BACKGROUND: Neck proprioception is critical in maintaining neuromuscular control in and around cervical joints. Kinesio™ tape may assist in rehabilitating joint position sense. The current study compares Kinesio™ tape's effects versus a placebo on proprioception in college athletes experiencing mechanical neck pain.
METHODS: This study randomized sixty-six athletes with mechanical neck pain into a Kinesio™ tape group (n = 33, mean age = 22.73 years) or placebo group (n = 33, mean age = 23.15 years). The Kinesio™ tape group received standard Kinesio™ taping applications with appropriate tension, while the placebo group received taping applications without tension.
OUTCOME MEASURES: The study assessed cervical joint position errors with a cervical range-of-motion (CROM) device, pain intensity with a visual analog scale (VAS), and neck functional disability with a neck disability index (NDI). It tested joint position errors through cervical flexion, extension, rotation left, and rotation right. All the outcome measures were recorded at the baseline and twice more following 3 and 7 days of tape applications.

• **What to work on**:
- A) Return the part of the Kinesio tape study that starts at "METHODS: This study" and ends at "applications without tension.", word for word.
- B) Translate this sentence from the Kinesio tape study into Spanish: "Kinesio™ tape may assist in rehabilitating joint position sense."
None of the rows are needed here.

• **Recorded data**:

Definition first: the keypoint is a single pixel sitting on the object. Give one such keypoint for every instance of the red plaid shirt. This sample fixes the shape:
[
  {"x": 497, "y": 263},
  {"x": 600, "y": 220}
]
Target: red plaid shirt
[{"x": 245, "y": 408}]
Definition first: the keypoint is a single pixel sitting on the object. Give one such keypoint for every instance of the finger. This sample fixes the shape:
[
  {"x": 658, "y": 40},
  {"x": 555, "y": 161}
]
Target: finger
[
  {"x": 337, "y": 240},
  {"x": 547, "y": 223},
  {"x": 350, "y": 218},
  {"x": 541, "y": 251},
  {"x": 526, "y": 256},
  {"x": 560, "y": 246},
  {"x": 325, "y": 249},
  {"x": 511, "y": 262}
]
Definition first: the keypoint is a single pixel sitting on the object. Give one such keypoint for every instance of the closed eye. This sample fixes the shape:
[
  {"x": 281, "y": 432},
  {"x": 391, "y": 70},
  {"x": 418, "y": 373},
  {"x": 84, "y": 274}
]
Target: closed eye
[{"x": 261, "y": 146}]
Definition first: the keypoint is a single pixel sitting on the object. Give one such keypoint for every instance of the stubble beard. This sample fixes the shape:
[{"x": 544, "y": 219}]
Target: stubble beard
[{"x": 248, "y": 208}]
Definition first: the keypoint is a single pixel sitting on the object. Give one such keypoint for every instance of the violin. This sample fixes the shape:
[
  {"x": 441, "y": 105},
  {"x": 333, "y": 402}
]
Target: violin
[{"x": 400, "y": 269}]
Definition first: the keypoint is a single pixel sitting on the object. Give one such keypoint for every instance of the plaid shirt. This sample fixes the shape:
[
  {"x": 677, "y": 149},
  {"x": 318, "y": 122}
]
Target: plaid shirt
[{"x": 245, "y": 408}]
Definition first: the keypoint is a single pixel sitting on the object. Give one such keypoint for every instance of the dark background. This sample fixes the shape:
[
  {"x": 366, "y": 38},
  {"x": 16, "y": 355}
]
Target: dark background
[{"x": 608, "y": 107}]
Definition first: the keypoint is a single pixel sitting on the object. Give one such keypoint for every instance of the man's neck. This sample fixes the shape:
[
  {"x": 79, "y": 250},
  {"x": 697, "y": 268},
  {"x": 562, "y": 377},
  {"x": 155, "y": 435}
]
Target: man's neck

• **Set of answers**:
- A)
METHODS: This study randomized sixty-six athletes with mechanical neck pain into a Kinesio™ tape group (n = 33, mean age = 22.73 years) or placebo group (n = 33, mean age = 23.15 years). The Kinesio™ tape group received standard Kinesio™ taping applications with appropriate tension, while the placebo group received taping applications without tension.

- B) La cinta Kinesio™ puede ayudar a rehabilitar el sentido de posición articular.